-- START EXCERPTED RECORDS --
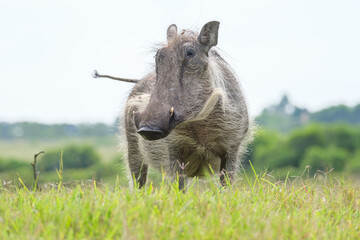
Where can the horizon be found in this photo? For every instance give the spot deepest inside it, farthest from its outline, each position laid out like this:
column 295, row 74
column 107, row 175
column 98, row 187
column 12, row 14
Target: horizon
column 308, row 50
column 253, row 117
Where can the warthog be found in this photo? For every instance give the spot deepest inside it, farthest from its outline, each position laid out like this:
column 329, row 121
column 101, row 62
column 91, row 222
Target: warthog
column 189, row 114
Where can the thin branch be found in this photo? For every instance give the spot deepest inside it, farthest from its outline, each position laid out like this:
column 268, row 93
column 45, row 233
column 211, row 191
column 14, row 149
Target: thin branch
column 95, row 74
column 34, row 169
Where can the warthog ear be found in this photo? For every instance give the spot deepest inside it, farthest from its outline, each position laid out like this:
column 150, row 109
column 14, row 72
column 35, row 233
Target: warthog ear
column 171, row 32
column 208, row 35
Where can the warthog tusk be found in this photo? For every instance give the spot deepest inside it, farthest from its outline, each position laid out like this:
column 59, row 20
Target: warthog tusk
column 95, row 74
column 171, row 111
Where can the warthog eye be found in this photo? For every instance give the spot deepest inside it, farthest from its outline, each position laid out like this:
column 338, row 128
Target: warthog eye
column 190, row 52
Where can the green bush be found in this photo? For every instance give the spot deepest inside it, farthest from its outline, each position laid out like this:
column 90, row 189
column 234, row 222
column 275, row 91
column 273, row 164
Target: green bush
column 325, row 159
column 73, row 157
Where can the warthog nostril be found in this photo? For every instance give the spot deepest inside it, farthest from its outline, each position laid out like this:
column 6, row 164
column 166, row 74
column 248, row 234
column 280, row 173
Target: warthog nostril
column 151, row 132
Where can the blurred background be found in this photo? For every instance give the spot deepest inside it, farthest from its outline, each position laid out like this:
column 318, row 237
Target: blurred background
column 298, row 63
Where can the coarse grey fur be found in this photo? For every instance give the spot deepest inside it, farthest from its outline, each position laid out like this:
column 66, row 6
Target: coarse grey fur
column 194, row 99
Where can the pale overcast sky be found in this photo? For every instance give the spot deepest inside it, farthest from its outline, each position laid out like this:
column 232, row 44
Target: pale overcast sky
column 308, row 49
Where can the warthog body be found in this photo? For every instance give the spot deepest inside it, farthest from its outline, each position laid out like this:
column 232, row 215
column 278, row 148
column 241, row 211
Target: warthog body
column 189, row 113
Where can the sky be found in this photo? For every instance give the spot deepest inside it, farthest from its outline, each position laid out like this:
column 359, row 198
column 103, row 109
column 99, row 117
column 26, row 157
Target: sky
column 306, row 49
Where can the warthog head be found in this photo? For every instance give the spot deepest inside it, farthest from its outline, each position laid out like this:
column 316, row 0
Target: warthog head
column 183, row 82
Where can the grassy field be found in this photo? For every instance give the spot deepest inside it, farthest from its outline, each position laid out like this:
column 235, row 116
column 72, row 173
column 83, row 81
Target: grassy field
column 255, row 207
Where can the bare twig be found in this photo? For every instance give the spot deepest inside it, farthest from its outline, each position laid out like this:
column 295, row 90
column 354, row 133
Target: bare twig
column 95, row 74
column 34, row 169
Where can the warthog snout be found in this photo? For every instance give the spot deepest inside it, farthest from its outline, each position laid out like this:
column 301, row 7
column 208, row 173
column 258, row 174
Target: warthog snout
column 151, row 130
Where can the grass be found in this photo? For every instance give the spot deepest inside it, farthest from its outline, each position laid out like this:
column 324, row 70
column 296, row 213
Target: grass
column 254, row 207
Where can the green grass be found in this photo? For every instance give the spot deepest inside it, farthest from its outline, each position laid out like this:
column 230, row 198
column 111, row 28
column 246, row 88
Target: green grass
column 252, row 208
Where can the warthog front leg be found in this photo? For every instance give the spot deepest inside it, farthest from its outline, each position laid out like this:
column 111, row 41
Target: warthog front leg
column 138, row 168
column 227, row 168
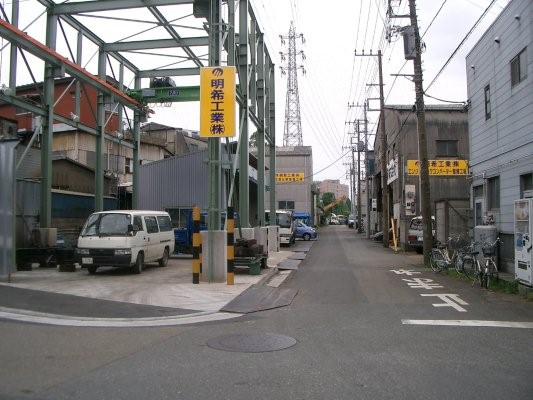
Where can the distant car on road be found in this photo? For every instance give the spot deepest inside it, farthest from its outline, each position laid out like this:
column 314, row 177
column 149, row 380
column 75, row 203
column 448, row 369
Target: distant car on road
column 415, row 234
column 378, row 236
column 305, row 232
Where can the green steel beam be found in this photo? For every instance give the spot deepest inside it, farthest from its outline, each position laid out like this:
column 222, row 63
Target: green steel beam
column 166, row 94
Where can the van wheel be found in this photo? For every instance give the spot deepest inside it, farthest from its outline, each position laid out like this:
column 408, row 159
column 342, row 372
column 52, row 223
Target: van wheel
column 164, row 260
column 139, row 264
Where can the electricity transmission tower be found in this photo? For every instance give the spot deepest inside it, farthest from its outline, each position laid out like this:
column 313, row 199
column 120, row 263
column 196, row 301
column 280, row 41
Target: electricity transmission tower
column 292, row 134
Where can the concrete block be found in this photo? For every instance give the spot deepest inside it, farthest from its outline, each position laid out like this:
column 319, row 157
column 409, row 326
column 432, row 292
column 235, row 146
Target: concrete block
column 214, row 256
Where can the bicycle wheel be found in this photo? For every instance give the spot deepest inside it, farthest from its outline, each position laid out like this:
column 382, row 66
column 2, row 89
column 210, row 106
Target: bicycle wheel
column 491, row 273
column 458, row 263
column 484, row 280
column 436, row 261
column 469, row 267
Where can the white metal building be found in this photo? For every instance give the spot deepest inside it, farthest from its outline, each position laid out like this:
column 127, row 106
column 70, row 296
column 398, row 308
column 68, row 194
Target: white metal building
column 500, row 91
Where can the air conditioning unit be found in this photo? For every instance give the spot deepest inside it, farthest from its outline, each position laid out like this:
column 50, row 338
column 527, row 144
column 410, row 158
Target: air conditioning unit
column 409, row 47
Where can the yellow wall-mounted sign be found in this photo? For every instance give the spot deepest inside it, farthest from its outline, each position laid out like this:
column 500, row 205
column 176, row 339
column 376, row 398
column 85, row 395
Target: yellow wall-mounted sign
column 217, row 101
column 284, row 177
column 440, row 167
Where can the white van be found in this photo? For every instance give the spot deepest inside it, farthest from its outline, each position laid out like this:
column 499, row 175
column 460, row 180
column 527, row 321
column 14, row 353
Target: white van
column 125, row 238
column 287, row 225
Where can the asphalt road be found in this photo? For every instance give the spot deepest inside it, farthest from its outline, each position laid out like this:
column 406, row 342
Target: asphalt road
column 366, row 324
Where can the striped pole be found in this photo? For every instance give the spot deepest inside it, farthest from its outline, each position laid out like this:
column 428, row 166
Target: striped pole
column 196, row 245
column 231, row 246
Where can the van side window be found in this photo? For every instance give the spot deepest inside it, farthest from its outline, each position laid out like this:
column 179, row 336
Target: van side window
column 151, row 224
column 165, row 224
column 137, row 221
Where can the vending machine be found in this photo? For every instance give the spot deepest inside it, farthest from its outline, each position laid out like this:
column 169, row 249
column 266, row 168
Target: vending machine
column 523, row 255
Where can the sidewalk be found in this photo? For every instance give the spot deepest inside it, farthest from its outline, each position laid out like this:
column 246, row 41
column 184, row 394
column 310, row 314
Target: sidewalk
column 117, row 293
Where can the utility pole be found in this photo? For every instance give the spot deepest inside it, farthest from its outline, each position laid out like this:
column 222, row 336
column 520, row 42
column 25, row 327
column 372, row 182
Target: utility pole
column 422, row 140
column 384, row 175
column 359, row 219
column 383, row 145
column 367, row 175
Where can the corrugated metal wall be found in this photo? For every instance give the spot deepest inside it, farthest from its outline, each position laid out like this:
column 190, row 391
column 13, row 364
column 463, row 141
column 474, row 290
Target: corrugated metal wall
column 176, row 182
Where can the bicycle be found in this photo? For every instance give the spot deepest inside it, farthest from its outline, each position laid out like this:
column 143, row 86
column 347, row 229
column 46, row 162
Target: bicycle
column 440, row 258
column 489, row 271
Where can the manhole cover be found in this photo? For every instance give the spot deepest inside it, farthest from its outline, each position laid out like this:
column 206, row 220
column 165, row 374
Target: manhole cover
column 251, row 342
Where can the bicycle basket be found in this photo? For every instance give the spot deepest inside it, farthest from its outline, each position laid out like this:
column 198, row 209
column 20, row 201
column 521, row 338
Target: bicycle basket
column 458, row 243
column 488, row 250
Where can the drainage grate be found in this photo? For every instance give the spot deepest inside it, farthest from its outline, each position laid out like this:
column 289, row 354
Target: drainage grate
column 251, row 342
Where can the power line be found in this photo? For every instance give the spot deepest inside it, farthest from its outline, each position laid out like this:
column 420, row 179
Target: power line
column 462, row 42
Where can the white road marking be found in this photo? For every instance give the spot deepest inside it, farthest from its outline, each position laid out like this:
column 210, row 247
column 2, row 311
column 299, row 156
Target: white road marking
column 407, row 272
column 422, row 283
column 449, row 299
column 62, row 320
column 468, row 323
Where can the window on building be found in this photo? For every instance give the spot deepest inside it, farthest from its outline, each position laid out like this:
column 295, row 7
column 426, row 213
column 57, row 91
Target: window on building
column 128, row 167
column 487, row 102
column 447, row 148
column 493, row 193
column 526, row 184
column 518, row 68
column 286, row 205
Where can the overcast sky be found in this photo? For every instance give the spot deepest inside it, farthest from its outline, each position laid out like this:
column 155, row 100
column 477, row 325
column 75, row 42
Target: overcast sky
column 337, row 82
column 336, row 78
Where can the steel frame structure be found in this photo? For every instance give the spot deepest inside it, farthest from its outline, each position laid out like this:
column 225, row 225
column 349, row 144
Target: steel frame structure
column 238, row 41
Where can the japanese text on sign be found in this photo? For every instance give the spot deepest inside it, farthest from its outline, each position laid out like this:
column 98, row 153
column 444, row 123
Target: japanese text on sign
column 289, row 177
column 217, row 102
column 440, row 167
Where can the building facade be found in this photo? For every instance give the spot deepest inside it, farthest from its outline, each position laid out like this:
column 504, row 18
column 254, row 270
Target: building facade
column 447, row 146
column 294, row 180
column 500, row 91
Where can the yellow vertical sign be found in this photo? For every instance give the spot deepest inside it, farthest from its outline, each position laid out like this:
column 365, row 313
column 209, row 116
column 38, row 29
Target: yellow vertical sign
column 217, row 101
-- END EXCERPTED RECORDS --
> EXERCISE DESCRIPTION: Print the lines above exactly as they appear, from the line containing "Where can the grassy" to the line containing "column 255, row 207", including both of those lines.

> TASK RESPONSE:
Where can the grassy field be found in this photo? For every instance give the spot deepest inside it, farthest from its outline, each position laid out like this:
column 235, row 116
column 72, row 173
column 83, row 81
Target: grassy field
column 255, row 207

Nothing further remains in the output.